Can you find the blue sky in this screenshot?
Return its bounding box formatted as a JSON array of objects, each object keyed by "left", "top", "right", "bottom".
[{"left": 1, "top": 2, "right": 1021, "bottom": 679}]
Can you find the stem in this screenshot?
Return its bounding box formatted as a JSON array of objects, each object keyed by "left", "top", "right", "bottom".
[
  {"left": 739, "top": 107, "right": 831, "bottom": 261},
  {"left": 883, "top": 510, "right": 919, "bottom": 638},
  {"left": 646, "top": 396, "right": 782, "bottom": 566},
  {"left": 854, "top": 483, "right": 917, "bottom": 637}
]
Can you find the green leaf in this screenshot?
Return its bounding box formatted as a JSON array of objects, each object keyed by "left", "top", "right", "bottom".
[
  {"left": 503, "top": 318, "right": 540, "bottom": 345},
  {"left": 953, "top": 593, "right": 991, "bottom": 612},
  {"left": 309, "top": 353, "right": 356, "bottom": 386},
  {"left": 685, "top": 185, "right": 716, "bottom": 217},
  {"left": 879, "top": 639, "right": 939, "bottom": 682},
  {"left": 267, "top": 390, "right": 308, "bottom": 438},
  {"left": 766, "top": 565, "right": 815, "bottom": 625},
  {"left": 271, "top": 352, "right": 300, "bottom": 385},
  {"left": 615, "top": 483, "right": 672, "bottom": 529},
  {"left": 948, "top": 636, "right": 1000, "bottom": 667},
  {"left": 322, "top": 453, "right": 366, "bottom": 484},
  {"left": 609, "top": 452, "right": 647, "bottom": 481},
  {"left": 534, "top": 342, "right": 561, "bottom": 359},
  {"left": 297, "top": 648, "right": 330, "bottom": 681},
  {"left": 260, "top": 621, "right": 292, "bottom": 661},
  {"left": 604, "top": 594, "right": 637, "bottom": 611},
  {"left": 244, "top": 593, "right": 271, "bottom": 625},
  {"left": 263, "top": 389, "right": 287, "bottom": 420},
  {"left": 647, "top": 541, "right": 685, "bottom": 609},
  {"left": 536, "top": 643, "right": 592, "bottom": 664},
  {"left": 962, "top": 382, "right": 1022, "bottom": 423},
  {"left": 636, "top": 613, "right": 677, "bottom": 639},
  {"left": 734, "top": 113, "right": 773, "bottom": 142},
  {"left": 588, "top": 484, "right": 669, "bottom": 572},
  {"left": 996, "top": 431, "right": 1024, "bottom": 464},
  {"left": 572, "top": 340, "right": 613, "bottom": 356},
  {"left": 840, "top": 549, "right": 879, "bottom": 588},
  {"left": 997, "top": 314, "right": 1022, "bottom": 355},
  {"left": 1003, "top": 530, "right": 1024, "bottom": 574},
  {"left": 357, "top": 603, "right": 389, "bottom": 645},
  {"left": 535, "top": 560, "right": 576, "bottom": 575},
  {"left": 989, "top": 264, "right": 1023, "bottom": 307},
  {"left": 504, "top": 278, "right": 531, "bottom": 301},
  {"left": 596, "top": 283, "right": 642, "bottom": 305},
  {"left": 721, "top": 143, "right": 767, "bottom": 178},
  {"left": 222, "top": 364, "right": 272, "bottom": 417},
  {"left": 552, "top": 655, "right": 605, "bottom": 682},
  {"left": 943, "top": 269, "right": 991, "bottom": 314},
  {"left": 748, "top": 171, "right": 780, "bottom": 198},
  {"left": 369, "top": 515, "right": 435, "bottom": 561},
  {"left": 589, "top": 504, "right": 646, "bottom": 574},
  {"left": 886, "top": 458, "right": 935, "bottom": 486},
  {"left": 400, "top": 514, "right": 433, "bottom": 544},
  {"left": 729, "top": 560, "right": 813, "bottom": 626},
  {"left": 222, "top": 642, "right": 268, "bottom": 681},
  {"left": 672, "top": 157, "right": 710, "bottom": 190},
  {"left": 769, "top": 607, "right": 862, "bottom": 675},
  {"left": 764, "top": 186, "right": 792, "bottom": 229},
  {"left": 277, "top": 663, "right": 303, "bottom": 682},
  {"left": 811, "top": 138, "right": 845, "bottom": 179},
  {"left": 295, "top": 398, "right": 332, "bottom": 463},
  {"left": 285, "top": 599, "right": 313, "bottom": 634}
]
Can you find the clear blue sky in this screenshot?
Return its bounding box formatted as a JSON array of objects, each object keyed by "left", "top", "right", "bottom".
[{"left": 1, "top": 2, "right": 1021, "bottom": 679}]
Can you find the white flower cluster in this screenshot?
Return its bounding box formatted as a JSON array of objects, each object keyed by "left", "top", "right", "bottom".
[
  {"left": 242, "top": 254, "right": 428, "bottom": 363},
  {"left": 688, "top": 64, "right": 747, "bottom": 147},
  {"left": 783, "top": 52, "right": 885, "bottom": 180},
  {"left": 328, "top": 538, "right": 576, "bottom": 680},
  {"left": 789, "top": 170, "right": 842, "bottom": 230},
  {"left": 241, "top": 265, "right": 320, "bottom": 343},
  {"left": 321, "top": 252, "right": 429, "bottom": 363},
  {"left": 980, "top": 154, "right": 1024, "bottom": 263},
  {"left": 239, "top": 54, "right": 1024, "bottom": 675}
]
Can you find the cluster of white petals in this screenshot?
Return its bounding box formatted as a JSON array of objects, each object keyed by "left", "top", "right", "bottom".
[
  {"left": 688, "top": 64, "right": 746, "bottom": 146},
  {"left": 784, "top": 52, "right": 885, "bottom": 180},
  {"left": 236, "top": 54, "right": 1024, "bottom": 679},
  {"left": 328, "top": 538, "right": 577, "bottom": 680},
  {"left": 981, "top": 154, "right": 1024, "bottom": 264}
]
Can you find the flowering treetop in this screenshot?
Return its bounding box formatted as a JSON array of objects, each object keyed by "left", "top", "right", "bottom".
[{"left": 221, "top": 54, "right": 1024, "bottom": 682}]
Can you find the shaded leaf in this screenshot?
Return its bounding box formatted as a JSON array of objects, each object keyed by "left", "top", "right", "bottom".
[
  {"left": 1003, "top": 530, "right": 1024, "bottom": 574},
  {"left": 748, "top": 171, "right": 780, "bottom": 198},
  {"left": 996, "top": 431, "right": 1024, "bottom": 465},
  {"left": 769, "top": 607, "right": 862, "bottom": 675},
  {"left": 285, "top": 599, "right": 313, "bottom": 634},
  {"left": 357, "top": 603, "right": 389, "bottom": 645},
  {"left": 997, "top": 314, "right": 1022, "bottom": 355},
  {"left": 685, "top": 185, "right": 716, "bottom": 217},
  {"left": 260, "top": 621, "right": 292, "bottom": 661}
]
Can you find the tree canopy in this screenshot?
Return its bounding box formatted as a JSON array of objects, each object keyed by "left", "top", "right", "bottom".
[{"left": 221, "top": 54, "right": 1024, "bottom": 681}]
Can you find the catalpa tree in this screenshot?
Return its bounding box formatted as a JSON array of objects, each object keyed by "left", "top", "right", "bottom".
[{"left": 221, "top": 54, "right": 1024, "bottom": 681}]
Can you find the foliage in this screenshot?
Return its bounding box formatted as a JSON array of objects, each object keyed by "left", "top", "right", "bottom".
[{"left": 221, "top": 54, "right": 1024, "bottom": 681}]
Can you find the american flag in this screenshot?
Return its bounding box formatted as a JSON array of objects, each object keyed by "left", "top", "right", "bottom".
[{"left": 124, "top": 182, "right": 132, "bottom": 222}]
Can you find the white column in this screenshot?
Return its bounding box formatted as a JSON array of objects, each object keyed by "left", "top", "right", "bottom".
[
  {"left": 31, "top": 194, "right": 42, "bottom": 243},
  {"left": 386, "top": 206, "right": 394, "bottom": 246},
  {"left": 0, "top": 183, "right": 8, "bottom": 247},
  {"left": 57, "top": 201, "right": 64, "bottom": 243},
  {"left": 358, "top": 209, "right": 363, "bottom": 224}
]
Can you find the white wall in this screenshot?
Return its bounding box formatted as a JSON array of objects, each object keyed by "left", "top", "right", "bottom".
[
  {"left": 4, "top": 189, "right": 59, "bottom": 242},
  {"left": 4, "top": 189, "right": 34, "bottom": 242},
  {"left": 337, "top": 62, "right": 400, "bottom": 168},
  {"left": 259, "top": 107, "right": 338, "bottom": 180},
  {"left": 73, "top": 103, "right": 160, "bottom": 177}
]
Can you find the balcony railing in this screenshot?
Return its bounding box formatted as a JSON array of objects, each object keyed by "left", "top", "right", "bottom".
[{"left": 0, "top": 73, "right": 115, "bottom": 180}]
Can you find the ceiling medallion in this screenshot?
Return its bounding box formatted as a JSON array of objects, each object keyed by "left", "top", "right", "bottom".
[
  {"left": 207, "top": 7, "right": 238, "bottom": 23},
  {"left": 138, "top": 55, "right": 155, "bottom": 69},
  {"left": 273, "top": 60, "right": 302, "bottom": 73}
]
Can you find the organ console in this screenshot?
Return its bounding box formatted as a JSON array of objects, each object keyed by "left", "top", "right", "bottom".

_ _ _ _ _ _ _

All lines in the listing above from the line containing "Can you find the catalpa" to the line containing "Can you find the white column", inclusive, should be retyped exactly; no other lines should appear.

• Answer box
Can you find the catalpa tree in this screenshot?
Return its bounding box formatted as a JSON array of objects, each object keyed by "left", "top", "right", "bottom".
[{"left": 221, "top": 54, "right": 1024, "bottom": 681}]
Can you find the foliage in this screenshot?
Return its bounding box formatted as a JSON array of objects, each object keyed by "left", "top", "right", "bottom".
[{"left": 221, "top": 54, "right": 1024, "bottom": 681}]
Can you find the american flag in this screenshot?
Return its bounding box formatted as a JSON array of objects, each object keyed by "left", "top", "right", "bottom".
[{"left": 124, "top": 182, "right": 132, "bottom": 222}]
Can you find the white column in this screenshot?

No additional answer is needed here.